> [SELECTED TEXT]:
▶

Re: [R] problem with a function

[li li]

Thanks very much for your reply.  The function is a bit long. I attached it.

rho.f () is in second text document. It uses rada1.mnorm() function which
is contained in the first document.

Thank you very very much!!!

2010/5/28 Dennis Murphy <djmu...@gmail.com>

> Hi:
>
> The problem is that input arguments such as corr[4] have to be evaluated
> within the body of your function, and apparently you haven't written it to
> do so. Unfortunately, I can't help further because my clairvoyance package
> is still in the concept development stage. In the meantime, it would be
> advisable if you could post a *minimal* version of the function that works
> with
> 0.3 but fails at corr[4] (as per instructions in the posting guide, which
> is linked
> at the bottom of this message. The simpler you make it for others to help,
> the more
> likely it will be that you'll get a satisfactory answer.

◀

> [ITEMS]:

▶

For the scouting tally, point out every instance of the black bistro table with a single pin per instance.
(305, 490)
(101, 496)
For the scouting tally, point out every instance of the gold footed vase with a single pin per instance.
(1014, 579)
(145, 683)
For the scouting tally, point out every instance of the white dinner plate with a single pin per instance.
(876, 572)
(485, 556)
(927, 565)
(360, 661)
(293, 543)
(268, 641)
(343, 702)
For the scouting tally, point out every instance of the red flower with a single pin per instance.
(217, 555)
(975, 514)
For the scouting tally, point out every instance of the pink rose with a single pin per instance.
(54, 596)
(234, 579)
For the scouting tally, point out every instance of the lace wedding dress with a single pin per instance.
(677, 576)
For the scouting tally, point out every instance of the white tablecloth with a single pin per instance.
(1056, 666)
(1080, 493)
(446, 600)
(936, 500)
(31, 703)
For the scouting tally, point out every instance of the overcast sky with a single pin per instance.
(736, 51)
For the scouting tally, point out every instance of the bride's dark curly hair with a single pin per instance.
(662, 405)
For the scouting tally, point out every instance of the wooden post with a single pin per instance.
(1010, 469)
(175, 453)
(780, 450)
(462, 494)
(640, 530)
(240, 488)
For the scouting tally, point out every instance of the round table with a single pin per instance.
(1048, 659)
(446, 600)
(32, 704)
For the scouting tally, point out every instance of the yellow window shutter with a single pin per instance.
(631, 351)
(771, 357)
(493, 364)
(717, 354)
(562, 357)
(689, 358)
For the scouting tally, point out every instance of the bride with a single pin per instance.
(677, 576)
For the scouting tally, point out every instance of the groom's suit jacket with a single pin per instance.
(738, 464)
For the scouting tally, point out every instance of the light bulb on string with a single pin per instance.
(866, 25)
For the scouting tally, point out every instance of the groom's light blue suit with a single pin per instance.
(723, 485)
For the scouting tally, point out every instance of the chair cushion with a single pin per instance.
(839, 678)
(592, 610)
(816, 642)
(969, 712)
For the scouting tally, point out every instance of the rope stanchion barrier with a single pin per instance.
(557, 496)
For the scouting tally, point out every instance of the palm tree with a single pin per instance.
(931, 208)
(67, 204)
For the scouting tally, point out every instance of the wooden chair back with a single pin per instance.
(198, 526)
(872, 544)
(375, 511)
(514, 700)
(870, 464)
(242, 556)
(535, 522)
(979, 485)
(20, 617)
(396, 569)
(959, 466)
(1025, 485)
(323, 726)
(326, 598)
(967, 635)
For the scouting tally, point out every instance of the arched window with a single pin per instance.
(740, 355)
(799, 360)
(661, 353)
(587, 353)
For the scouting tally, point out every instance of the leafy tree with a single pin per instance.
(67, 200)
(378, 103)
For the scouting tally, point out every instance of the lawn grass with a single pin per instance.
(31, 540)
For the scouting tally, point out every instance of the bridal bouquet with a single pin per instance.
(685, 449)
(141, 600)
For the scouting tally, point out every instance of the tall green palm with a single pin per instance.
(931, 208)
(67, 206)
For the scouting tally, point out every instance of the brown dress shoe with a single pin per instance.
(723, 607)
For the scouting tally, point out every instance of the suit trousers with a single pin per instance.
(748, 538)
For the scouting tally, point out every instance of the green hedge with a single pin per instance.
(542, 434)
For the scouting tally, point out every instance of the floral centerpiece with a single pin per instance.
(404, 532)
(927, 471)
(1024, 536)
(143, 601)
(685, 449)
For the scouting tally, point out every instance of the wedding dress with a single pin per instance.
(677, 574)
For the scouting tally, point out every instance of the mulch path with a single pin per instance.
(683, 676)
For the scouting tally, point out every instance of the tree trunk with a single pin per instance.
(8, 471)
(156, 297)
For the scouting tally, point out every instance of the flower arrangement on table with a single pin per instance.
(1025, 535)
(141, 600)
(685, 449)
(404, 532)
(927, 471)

◀
▶

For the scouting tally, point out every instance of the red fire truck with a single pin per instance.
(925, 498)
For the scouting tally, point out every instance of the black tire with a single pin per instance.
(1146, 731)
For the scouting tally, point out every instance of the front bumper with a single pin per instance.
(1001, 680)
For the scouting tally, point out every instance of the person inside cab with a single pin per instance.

◀

> [STATED PROBLEM 1]: Reproduce the forum post about the problem with a function in full, word for word.
> [STATED PROBLEM 2]: Collect every line of the records that contains the string "wedding", matching case exactly.
The records bear no relation to the forum post.

> [FINAL RESULT 1]:
Re: [R] problem with a function

[li li]

Thanks very much for your reply.  The function is a bit long. I attached it.

rho.f () is in second text document. It uses rada1.mnorm() function which
is contained in the first document.

Thank you very very much!!!

2010/5/28 Dennis Murphy <djmu...@gmail.com>

> Hi:
>
> The problem is that input arguments such as corr[4] have to be evaluated
> within the body of your function, and apparently you haven't written it to
> do so. Unfortunately, I can't help further because my clairvoyance package
> is still in the concept development stage. In the meantime, it would be
> advisable if you could post a *minimal* version of the function that works
> with
> 0.3 but fails at corr[4] (as per instructions in the posting guide, which
> is linked
> at the bottom of this message. The simpler you make it for others to help,
> the more
> likely it will be that you'll get a satisfactory answer.

> [FINAL RESULT 2]:
For the scouting tally, point out every instance of the lace wedding dress with a single pin per instance.
For the scouting tally, point out every instance of the wedding dress with a single pin per instance.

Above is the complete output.